# [WRITTEN PROBLEM]
Find each line in the records that contains the string "wheel", and copy those lines out in full. Case counts.

:::::

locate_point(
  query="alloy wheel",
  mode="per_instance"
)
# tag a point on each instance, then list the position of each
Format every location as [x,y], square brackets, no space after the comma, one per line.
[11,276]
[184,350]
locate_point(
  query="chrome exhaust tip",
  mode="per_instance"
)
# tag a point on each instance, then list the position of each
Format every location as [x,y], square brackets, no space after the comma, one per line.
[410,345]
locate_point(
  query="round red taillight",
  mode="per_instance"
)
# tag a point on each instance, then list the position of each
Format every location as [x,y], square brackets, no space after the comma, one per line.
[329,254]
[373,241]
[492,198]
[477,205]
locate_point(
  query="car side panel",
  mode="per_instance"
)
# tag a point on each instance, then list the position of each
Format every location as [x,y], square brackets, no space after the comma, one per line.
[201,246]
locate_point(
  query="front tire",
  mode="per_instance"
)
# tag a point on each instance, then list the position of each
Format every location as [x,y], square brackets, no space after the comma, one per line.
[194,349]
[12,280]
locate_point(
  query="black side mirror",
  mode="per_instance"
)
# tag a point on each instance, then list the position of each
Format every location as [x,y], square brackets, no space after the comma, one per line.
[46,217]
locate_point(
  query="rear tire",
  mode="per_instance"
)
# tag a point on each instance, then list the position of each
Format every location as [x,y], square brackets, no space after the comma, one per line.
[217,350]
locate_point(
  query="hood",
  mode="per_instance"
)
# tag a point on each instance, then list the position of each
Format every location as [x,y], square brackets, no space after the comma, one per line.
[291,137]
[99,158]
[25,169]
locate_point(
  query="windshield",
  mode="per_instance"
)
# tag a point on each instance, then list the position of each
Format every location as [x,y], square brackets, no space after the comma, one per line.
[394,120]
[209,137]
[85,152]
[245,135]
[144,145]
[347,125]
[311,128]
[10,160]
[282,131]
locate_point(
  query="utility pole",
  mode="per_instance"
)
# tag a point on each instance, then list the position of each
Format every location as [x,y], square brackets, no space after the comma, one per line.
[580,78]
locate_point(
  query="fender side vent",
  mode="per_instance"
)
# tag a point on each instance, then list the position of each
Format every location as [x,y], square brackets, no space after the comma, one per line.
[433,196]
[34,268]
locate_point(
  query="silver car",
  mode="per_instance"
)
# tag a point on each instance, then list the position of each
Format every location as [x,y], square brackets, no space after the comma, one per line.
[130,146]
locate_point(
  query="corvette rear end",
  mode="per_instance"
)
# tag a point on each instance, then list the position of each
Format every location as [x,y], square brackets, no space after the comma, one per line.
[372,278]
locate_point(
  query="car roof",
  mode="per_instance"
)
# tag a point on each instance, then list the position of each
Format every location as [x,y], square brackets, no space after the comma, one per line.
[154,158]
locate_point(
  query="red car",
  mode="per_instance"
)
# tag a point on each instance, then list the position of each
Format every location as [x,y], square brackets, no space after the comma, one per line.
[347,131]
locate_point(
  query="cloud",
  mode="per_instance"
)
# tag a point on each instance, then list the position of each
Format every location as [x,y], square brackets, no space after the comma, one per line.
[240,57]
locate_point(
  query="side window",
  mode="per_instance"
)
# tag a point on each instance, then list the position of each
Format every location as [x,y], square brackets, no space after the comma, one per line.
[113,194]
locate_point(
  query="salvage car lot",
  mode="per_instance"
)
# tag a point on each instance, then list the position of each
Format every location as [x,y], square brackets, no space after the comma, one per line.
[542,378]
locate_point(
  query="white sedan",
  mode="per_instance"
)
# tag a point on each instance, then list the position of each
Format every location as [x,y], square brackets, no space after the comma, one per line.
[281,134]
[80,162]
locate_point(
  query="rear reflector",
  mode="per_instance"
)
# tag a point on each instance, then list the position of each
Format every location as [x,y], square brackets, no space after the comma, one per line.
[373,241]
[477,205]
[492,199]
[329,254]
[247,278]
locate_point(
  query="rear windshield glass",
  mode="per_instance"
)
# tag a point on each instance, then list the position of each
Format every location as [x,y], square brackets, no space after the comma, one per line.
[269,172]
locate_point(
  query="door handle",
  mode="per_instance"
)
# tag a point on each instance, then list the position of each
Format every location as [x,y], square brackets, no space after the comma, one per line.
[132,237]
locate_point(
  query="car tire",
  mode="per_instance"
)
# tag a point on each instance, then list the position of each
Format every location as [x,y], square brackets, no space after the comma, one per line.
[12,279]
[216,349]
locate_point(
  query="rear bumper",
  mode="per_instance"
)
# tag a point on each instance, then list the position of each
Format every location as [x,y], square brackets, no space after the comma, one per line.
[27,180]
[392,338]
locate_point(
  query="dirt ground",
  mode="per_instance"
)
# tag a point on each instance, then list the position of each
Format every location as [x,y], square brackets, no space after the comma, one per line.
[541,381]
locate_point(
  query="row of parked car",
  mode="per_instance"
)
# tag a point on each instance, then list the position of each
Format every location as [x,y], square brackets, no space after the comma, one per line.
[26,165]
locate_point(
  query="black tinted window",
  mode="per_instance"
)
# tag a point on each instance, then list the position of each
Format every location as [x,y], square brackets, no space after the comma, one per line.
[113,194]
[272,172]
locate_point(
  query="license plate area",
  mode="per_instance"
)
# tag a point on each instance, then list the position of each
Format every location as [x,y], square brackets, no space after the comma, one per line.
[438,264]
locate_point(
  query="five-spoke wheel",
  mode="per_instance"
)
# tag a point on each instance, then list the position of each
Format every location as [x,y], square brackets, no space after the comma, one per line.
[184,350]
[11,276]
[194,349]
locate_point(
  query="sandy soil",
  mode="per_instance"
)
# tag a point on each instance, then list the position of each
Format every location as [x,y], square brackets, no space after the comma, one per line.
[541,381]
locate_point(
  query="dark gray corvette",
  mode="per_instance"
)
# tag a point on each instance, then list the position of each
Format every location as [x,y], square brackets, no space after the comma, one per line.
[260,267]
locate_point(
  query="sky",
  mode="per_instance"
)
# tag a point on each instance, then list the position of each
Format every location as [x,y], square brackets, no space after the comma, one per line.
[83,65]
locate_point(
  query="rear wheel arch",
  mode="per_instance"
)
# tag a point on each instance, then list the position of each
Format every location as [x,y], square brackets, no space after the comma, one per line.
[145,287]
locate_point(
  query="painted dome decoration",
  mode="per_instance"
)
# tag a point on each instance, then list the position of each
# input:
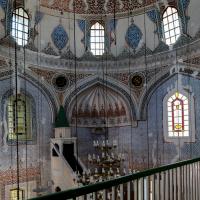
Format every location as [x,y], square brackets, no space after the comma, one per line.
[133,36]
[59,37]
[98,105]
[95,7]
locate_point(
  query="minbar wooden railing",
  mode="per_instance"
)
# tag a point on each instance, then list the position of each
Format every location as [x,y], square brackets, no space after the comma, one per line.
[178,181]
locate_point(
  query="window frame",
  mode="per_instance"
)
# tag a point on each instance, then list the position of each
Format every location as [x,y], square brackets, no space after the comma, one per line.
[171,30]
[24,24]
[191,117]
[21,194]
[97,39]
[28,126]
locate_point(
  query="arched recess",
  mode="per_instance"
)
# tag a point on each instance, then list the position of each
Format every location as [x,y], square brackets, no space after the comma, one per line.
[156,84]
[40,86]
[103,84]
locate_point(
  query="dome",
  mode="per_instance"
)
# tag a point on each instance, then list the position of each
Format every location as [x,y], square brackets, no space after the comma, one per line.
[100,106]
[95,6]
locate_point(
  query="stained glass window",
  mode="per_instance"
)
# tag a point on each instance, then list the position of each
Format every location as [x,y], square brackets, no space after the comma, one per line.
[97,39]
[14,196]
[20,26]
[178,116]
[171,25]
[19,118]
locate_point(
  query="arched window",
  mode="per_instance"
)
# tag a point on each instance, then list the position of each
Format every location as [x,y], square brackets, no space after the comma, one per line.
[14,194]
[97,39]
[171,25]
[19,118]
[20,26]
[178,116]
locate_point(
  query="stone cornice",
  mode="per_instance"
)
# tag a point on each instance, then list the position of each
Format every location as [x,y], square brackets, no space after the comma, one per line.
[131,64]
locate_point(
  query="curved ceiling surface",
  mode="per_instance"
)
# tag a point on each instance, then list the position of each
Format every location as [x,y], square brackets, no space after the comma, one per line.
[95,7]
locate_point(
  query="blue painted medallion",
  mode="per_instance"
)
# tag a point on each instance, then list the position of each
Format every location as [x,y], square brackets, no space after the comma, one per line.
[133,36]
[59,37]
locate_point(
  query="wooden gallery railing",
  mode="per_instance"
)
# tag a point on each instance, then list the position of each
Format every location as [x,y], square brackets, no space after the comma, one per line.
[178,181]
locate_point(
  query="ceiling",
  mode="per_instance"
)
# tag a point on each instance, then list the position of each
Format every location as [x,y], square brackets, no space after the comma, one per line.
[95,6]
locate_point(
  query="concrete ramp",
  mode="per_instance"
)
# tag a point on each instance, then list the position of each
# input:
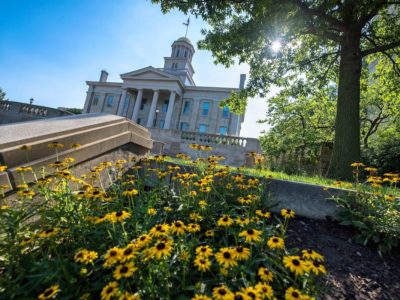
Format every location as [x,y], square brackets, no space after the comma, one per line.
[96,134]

:::::

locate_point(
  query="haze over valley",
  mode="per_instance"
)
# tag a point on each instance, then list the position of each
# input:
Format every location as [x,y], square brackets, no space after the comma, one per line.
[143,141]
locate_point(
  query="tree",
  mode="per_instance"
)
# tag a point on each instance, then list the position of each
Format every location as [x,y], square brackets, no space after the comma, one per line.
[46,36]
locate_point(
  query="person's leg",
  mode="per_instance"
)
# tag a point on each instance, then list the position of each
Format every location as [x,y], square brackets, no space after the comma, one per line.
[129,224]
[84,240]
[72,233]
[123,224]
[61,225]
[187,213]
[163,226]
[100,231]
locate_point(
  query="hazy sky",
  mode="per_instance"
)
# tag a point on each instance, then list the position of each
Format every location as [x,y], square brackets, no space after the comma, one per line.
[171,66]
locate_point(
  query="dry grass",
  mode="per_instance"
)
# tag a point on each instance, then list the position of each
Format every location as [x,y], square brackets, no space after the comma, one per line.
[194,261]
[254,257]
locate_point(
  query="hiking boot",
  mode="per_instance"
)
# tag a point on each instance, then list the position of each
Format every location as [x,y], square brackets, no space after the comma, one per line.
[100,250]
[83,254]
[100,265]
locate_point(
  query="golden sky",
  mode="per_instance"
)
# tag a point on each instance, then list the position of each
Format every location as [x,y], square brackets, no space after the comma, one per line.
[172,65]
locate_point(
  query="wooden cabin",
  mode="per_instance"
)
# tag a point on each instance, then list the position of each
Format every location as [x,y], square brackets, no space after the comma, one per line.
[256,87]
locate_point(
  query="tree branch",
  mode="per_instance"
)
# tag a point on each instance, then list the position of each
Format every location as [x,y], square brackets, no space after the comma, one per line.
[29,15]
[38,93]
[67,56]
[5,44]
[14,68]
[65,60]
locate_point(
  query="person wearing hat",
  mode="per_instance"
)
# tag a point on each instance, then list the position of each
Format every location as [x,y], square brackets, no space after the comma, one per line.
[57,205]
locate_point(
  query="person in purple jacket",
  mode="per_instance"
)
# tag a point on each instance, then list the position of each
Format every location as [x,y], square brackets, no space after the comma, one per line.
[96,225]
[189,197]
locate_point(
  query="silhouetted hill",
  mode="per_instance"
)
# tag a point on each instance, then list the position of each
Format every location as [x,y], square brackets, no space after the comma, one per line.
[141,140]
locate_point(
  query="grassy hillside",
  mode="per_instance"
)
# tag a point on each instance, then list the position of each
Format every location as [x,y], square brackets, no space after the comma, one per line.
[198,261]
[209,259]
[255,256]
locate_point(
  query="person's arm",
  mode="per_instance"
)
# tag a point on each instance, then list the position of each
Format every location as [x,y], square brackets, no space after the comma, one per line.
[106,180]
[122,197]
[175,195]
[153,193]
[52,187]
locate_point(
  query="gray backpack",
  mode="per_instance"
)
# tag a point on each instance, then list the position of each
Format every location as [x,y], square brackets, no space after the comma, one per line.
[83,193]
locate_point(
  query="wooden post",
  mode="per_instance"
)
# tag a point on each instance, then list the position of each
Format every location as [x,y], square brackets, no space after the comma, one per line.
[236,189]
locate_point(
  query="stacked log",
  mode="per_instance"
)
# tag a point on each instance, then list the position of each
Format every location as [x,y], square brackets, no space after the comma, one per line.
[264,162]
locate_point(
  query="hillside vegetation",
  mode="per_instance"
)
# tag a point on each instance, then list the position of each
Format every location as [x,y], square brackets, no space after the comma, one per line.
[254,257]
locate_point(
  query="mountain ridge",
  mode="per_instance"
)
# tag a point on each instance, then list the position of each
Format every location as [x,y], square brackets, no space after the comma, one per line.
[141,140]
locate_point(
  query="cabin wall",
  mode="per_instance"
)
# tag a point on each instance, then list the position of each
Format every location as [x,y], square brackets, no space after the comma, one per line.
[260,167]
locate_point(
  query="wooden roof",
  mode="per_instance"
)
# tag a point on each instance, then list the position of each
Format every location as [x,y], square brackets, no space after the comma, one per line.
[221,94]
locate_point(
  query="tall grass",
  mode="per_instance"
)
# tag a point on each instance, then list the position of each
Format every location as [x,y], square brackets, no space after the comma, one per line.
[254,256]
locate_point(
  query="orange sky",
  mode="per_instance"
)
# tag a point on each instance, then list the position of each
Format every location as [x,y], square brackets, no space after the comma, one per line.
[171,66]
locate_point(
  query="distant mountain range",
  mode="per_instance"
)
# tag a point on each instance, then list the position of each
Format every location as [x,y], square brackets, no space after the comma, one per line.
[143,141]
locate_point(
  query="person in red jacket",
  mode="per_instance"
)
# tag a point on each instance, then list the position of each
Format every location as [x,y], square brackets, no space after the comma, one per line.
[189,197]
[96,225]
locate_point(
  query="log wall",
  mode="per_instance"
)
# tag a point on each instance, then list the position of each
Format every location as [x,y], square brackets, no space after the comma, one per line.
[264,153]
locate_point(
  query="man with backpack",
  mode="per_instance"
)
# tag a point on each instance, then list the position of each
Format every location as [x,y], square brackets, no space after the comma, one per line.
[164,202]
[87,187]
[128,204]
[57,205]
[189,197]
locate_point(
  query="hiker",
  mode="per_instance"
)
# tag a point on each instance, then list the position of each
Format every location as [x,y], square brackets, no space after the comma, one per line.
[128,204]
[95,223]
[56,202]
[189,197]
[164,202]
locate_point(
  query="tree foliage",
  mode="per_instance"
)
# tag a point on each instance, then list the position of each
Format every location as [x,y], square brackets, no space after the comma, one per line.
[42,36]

:::::

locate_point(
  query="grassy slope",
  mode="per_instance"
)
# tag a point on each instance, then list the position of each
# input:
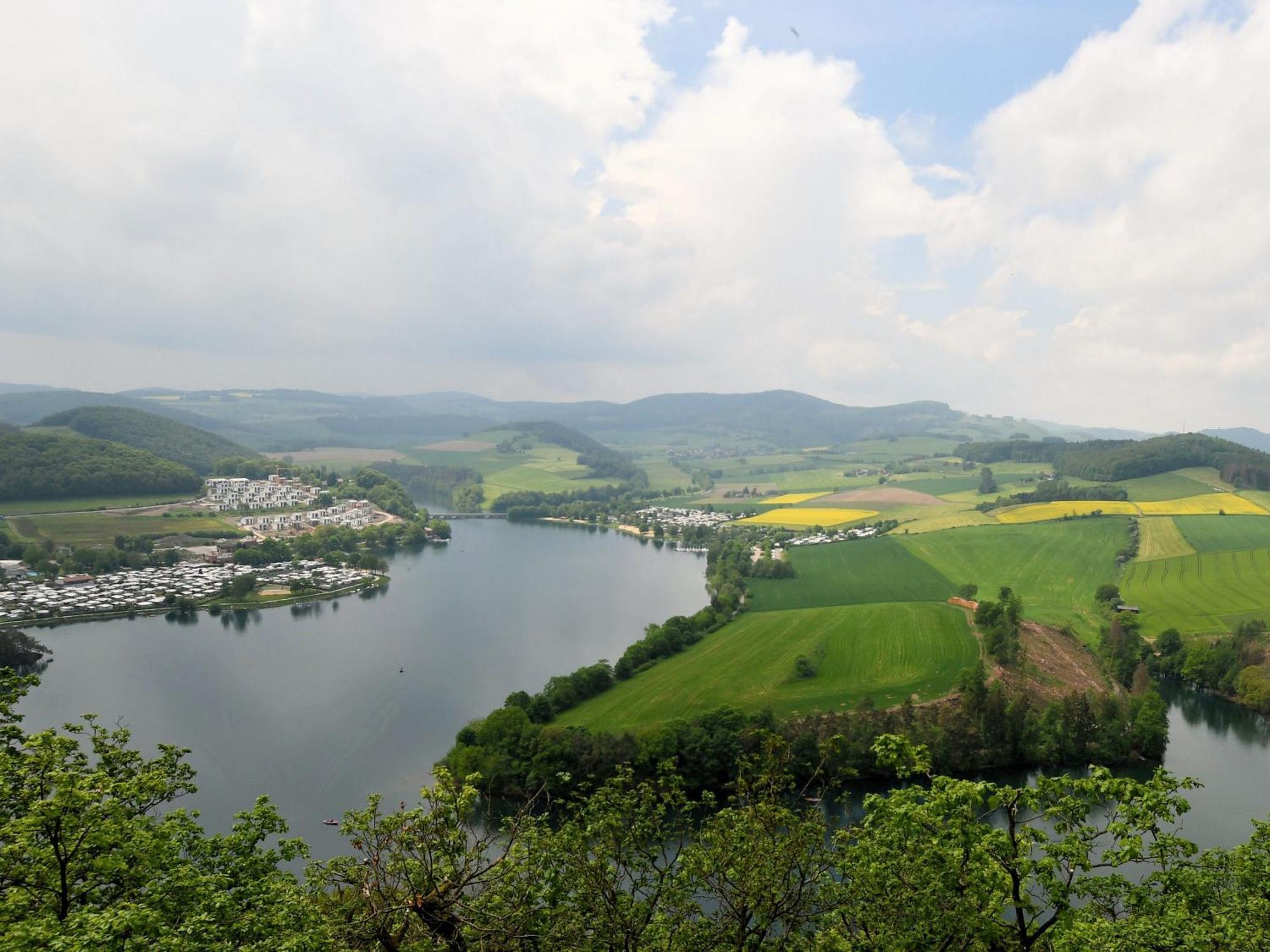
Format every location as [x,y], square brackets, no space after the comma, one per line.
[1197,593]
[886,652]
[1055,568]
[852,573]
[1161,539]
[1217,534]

:::::

# [FINISHED TASK]
  query="alloy wheel",
  query="five-spoke wheel",
  query="rear wheel arch",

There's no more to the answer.